● **The task**: Give every line of the material below as a JSON list of strings, one string per line, with blank lines left out.
[Start of Record list]
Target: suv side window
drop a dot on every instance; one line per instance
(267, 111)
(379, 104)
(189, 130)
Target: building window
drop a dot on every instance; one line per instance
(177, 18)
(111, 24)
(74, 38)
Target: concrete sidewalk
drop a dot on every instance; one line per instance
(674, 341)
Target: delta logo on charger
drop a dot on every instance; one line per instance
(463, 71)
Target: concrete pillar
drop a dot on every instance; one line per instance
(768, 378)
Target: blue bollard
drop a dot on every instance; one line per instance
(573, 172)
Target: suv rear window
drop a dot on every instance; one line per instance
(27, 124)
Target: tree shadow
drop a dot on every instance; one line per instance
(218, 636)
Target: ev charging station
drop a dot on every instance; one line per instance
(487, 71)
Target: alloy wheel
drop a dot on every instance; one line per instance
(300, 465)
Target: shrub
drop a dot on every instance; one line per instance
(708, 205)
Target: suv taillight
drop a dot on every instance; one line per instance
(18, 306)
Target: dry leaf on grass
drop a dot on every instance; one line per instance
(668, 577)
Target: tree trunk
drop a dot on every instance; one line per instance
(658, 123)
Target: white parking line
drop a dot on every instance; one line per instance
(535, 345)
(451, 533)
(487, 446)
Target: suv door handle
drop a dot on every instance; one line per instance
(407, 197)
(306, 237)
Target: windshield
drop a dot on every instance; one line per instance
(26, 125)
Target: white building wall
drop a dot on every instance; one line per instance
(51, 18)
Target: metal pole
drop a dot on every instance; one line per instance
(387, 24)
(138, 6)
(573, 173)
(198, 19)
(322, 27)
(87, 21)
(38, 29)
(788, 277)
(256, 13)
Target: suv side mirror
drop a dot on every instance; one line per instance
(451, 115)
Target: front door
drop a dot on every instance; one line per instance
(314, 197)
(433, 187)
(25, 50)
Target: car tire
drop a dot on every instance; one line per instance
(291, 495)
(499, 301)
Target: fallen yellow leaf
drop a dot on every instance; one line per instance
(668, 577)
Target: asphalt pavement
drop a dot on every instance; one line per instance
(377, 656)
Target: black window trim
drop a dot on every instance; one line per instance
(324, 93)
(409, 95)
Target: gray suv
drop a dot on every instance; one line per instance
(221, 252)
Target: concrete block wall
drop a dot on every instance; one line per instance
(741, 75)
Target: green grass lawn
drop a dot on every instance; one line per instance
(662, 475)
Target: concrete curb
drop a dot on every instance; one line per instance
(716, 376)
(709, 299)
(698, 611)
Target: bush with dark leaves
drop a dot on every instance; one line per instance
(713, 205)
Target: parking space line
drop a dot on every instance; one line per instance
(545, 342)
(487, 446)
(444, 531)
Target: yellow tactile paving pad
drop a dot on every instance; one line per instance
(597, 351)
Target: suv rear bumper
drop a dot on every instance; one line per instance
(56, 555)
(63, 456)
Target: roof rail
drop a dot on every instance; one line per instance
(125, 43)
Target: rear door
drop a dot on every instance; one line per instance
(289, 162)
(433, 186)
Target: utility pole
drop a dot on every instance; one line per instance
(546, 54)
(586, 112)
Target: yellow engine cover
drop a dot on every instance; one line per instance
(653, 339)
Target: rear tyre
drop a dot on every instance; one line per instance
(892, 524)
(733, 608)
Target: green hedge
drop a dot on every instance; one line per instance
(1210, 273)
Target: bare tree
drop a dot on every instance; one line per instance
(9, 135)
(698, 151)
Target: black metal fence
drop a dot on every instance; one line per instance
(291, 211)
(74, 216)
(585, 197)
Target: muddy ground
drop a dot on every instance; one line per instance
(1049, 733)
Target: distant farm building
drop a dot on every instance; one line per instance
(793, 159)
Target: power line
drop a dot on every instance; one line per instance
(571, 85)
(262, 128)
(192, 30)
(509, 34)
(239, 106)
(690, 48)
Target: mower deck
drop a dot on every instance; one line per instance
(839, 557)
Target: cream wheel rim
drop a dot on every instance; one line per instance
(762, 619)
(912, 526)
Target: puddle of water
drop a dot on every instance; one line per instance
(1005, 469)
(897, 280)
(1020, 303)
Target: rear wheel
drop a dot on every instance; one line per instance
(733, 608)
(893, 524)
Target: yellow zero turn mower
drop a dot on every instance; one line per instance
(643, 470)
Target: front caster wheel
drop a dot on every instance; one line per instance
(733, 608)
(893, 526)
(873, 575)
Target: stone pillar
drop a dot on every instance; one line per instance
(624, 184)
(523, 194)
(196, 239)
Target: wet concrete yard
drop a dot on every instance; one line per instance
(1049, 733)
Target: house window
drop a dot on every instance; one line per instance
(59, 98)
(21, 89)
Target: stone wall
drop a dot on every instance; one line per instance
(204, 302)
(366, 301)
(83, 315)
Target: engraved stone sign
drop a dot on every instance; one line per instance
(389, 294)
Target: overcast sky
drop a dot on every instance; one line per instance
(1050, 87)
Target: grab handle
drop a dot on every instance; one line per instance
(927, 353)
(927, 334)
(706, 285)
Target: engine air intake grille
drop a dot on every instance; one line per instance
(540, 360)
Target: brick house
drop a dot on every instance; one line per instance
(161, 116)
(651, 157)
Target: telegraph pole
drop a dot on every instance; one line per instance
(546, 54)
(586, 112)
[End of Record list]
● **Expected answer**:
[
  "Target: suv side window",
  "drop a dot on every instance; one line per instance",
  "(267, 111)",
  "(379, 104)",
  "(189, 130)",
  "Target: building window",
  "drop a dot on every instance; one line per instance",
  "(177, 18)",
  "(111, 24)",
  "(74, 38)",
  "Target: concrete sidewalk",
  "drop a dot on every instance; one line per instance",
  "(674, 341)",
  "Target: delta logo on charger",
  "drop a dot on every instance; one line per instance",
  "(463, 71)",
  "Target: concrete pillar",
  "drop a dot on every instance; one line per instance",
  "(768, 378)",
  "Target: blue bollard",
  "drop a dot on every instance; one line per instance",
  "(573, 172)",
  "Target: suv rear window",
  "drop a dot on every instance; one line per instance",
  "(27, 124)",
  "Target: tree shadow",
  "drop a dot on every instance; one line per instance",
  "(218, 636)",
  "Target: ev charging station",
  "drop a dot on every instance; one line per instance",
  "(487, 71)",
  "Target: alloy wheel",
  "drop a dot on every instance; one line per instance",
  "(300, 465)",
  "Target: shrub",
  "drop a dot on every instance; one line per instance",
  "(708, 205)",
  "Target: suv taillight",
  "drop a dot on every instance; one line per instance",
  "(18, 306)",
  "Target: dry leaf on grass",
  "drop a dot on every instance; one line per instance",
  "(668, 577)",
  "Target: tree trunk",
  "drop a dot on every instance; one line per instance",
  "(658, 123)",
  "Target: white parking line",
  "drop a dot on every instance; one line per instance",
  "(535, 345)",
  "(451, 533)",
  "(487, 446)",
  "Target: suv door handle",
  "drop a dot on every instance; one line per instance",
  "(407, 197)",
  "(306, 237)",
  "Target: windshield",
  "drop a dot on every instance; one line per instance",
  "(26, 125)",
  "Target: white building wall",
  "drop a dot on every instance; one line per instance",
  "(51, 18)",
  "Target: metal pole",
  "drop a dot on every instance; one line per instance",
  "(387, 24)",
  "(138, 6)",
  "(573, 173)",
  "(198, 19)",
  "(322, 27)",
  "(87, 21)",
  "(38, 29)",
  "(788, 277)",
  "(256, 13)",
  "Target: suv side mirror",
  "drop a dot on every instance; one line per instance",
  "(451, 115)",
  "Target: front door",
  "drop a dot on every instance; one line per instance",
  "(314, 197)",
  "(433, 187)",
  "(25, 50)",
  "Target: car tire",
  "drop a dot on every instance; one line per instance",
  "(291, 495)",
  "(499, 301)",
  "Target: fallen yellow leaf",
  "drop a dot on every instance; one line per instance",
  "(668, 577)",
  "Target: asphalt pavement",
  "drop a dot on every instance; one line per instance",
  "(377, 656)",
  "Target: black window trim",
  "drop a dot on every instance; one line per instance",
  "(324, 93)",
  "(409, 95)",
  "Target: gray suv",
  "drop a dot on every instance; one line per instance",
  "(221, 252)",
  "Target: concrete block wall",
  "drop a dot on every instance; one line per instance",
  "(741, 75)",
  "Target: green grass lawn",
  "drop a dot on every instance; one line per instance",
  "(662, 475)",
  "Target: concrete curb",
  "drop a dot on every instance; one line per instance",
  "(716, 376)",
  "(709, 299)",
  "(698, 611)",
  "Target: bush with dark leaves",
  "drop a dot on every instance; one line per instance",
  "(713, 205)",
  "Target: parking space line",
  "drop a dot on every instance; one line per instance",
  "(545, 342)",
  "(487, 446)",
  "(444, 531)",
  "Target: yellow tactile paving pad",
  "drop a dot on every instance; one line per instance",
  "(597, 351)",
  "Target: suv rear bumper",
  "drop a dot on every instance; one line per instance",
  "(56, 555)",
  "(63, 456)",
  "Target: roof rail",
  "drop a dot on every instance; one line per instance",
  "(125, 43)",
  "Target: rear door",
  "drop a dot on every instance; one line per instance",
  "(289, 162)",
  "(433, 186)",
  "Target: utility pole",
  "drop a dot on every instance; one line per instance",
  "(546, 54)",
  "(586, 112)",
  "Target: yellow engine cover",
  "drop a dot on every instance; one line per instance",
  "(653, 339)",
  "Target: rear tyre",
  "drop a dot on every instance; one line per instance",
  "(892, 524)",
  "(733, 608)",
  "Target: green hedge",
  "drop a dot on every instance; one line per instance",
  "(1210, 273)",
  "Target: bare tree",
  "drop a dot on every instance; one line per instance",
  "(9, 135)",
  "(698, 151)",
  "Target: black metal fence",
  "drop a dot on every instance; one line per instance",
  "(291, 211)",
  "(74, 216)",
  "(585, 197)",
  "Target: muddy ground",
  "drop a dot on every instance; one line per instance",
  "(1049, 733)",
  "Target: distant farm building",
  "drop a dot on every instance; one line per instance",
  "(793, 159)",
  "Target: power line",
  "drop a dot on every instance; one line per instance",
  "(571, 85)",
  "(262, 128)",
  "(192, 30)",
  "(509, 34)",
  "(239, 106)",
  "(690, 48)",
  "Target: mower deck",
  "drop a dot on every instance; one line per instance",
  "(839, 557)",
  "Target: cream wheel rim",
  "drop a dot on every instance; one line per instance",
  "(762, 619)",
  "(912, 526)",
  "Target: puddle of water",
  "drop a dot on every instance; one line per instance",
  "(1005, 469)",
  "(897, 280)",
  "(1020, 303)",
  "Target: rear wheel",
  "drop a dot on every instance; one line per instance",
  "(733, 608)",
  "(893, 524)",
  "Target: yellow zero turn mower",
  "drop a dot on every instance; one line per instance",
  "(643, 470)",
  "Target: front caster wheel",
  "drop a dot on every instance; one line per instance",
  "(733, 608)",
  "(893, 526)",
  "(873, 575)",
  "Target: stone pillar",
  "drop a dot on every instance; one line per instance",
  "(624, 184)",
  "(523, 194)",
  "(196, 239)",
  "Target: wet concrete yard",
  "drop a dot on every instance; one line per instance",
  "(1049, 733)",
  "Target: house window",
  "drop a dot on every instance; one line per instance",
  "(59, 98)",
  "(21, 89)",
  "Target: stone wall",
  "drop a dot on every instance; one line per instance",
  "(204, 302)",
  "(366, 301)",
  "(83, 315)",
  "Target: engraved stone sign",
  "drop a dot on every instance; one line per instance",
  "(389, 294)",
  "Target: overcast sky",
  "drop a dot on every instance; one line per instance",
  "(1050, 87)",
  "Target: grab handle",
  "drop a dot on every instance; one line per instance",
  "(927, 353)",
  "(927, 334)",
  "(706, 285)",
  "Target: engine air intake grille",
  "drop a dot on every instance; one line per instance",
  "(540, 360)",
  "Target: brick house",
  "drop a dot on every instance; one line per instance",
  "(161, 116)",
  "(651, 157)",
  "Target: telegraph pole",
  "drop a dot on every instance; one line per instance",
  "(546, 54)",
  "(586, 112)"
]